[BEGIN RECORDS FOR THIS EXERCISE]

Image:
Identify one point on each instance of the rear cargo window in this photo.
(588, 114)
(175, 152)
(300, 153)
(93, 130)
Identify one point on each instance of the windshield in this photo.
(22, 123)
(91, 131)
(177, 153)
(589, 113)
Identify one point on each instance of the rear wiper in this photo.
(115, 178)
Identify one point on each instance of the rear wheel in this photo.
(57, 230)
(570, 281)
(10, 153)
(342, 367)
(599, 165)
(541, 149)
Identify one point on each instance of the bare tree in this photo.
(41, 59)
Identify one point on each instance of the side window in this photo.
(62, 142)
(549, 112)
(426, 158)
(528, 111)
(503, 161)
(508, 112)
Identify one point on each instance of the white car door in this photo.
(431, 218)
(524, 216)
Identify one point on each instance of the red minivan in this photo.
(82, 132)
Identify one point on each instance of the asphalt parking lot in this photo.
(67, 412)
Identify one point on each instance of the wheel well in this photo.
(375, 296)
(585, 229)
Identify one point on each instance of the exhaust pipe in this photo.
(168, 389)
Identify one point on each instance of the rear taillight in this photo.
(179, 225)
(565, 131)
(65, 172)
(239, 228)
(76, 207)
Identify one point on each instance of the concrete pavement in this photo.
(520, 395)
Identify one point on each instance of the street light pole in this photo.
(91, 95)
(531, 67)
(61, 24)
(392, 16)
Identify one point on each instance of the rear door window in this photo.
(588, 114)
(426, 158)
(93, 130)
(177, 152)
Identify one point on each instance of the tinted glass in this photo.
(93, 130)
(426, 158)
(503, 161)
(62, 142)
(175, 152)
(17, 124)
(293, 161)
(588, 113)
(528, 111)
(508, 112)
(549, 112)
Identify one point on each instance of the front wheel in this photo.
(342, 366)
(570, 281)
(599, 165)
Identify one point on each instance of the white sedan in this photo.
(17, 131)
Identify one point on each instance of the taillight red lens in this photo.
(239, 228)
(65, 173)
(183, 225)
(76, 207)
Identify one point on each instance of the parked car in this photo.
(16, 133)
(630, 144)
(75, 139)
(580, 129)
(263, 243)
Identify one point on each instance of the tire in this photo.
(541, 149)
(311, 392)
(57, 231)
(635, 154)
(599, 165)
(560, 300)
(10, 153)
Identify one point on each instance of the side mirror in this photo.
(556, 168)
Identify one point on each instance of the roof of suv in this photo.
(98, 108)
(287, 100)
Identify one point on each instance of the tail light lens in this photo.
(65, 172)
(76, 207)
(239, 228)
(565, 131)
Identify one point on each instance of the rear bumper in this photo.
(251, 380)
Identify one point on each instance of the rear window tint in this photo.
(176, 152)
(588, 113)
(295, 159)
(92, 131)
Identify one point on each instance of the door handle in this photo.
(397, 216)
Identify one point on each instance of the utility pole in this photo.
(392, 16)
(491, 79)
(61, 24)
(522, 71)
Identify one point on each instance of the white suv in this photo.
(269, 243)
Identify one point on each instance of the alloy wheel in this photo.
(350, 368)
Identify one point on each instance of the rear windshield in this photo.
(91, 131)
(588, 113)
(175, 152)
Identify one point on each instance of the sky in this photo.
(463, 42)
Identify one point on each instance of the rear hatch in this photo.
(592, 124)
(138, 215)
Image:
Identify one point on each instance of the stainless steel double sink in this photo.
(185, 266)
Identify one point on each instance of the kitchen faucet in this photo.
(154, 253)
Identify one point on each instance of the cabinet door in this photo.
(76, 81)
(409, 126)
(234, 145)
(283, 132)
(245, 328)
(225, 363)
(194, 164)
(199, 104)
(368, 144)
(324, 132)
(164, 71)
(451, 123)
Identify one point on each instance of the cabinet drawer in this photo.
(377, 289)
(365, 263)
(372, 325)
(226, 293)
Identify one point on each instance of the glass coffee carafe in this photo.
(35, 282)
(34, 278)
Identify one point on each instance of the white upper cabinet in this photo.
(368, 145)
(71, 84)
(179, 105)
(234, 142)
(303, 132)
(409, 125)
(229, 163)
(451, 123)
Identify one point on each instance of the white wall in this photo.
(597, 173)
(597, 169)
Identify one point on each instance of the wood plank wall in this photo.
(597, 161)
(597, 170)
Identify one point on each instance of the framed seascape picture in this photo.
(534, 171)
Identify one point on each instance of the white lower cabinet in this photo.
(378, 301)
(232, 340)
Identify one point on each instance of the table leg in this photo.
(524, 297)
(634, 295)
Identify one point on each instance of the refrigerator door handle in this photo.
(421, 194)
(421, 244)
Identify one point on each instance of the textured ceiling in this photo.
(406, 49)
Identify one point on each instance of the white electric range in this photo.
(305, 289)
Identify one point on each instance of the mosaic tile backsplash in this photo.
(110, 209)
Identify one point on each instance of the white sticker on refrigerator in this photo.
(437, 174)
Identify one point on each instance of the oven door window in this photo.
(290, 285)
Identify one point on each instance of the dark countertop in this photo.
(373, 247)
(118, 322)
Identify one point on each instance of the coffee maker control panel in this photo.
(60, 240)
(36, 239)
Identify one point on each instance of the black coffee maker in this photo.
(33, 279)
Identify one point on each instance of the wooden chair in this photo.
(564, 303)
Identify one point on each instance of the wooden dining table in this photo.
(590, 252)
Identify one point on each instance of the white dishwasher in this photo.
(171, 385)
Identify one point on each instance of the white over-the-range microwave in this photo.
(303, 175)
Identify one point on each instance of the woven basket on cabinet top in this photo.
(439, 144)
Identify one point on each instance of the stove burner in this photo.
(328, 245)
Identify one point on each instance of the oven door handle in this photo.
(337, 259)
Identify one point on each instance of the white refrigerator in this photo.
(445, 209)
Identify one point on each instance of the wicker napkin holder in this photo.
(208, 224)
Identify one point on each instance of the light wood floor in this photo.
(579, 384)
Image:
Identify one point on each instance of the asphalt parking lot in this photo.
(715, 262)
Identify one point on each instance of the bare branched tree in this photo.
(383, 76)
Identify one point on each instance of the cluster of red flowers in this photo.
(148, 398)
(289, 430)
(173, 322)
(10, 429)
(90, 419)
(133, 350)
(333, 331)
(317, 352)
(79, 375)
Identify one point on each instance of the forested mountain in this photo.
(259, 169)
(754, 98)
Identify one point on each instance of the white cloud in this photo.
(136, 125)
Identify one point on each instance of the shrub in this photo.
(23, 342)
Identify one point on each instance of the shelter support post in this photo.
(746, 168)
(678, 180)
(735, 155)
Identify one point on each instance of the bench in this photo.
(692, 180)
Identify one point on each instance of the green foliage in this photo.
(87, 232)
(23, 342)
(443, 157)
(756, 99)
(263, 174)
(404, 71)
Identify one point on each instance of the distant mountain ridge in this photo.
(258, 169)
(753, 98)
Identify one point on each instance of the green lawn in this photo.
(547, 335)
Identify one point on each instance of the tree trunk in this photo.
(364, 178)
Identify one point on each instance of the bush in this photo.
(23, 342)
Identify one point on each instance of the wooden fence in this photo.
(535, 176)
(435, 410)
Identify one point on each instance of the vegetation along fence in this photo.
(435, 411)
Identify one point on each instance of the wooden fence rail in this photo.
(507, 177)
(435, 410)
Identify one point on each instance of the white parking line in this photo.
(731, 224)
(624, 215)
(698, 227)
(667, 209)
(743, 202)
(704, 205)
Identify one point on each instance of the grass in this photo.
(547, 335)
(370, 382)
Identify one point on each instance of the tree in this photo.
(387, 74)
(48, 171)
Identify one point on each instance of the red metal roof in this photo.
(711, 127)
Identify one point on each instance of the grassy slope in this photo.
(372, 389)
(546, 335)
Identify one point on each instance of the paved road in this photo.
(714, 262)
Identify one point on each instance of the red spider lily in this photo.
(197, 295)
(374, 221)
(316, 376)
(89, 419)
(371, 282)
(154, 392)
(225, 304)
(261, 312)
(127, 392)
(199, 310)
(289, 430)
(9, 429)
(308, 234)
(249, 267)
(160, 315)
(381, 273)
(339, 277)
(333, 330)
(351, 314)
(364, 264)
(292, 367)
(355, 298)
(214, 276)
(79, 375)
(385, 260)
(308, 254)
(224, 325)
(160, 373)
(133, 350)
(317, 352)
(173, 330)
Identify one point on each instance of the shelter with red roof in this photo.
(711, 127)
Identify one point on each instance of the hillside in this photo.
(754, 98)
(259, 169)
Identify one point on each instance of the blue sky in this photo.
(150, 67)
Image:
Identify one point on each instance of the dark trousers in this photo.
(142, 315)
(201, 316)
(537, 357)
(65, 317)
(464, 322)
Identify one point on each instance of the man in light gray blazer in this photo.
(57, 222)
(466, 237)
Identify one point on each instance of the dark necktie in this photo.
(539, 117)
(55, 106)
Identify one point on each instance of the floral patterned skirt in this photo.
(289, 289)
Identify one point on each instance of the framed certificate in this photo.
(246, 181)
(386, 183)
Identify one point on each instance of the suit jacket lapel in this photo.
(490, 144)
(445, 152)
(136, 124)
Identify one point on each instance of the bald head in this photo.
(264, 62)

[END RECORDS FOR THIS EXERCISE]

* STATED PROBLEM
Quote the lines of the listing above that run from the line with "Identify one point on each instance of the grassy" through its last line, both included, and nothing else.

* RESPONSE
Identify one point on each instance of the grassy slope in this photo.
(372, 389)
(546, 335)
Identify one point on each instance of the paved road in this photo.
(714, 262)
Identify one point on each instance of the red spider lily in this photo.
(197, 295)
(374, 221)
(316, 376)
(89, 419)
(371, 282)
(154, 392)
(225, 304)
(261, 312)
(127, 392)
(199, 310)
(289, 430)
(9, 429)
(308, 234)
(249, 267)
(160, 315)
(381, 273)
(339, 277)
(333, 330)
(351, 314)
(364, 264)
(292, 367)
(355, 298)
(214, 276)
(79, 375)
(385, 260)
(308, 254)
(224, 325)
(160, 373)
(133, 350)
(317, 352)
(173, 330)
Identify one point on each instance of the shelter with red roof in this photo.
(711, 127)
Identify one point on each instance of the hillside in this photo.
(754, 98)
(259, 169)
Identify one point on each instance of the blue sky in this photo.
(150, 67)
Image:
Identify one point on each instance of the dark trousers in this photo.
(142, 315)
(201, 316)
(537, 357)
(65, 317)
(464, 322)
Identify one point on each instance of the man in light gray blazer in this photo.
(57, 222)
(466, 237)
Identify one point on each instance of the dark necktie in this photo.
(539, 117)
(55, 106)
Identify one point on each instance of the floral patterned skirt in this photo.
(289, 289)
Identify one point on each instance of the framed certificate in this photo.
(246, 181)
(386, 183)
Identify one point on each instance of the suit jacket lapel in this photo.
(490, 144)
(445, 152)
(136, 124)
Identify one point on each instance of the bald head in this photo.
(264, 62)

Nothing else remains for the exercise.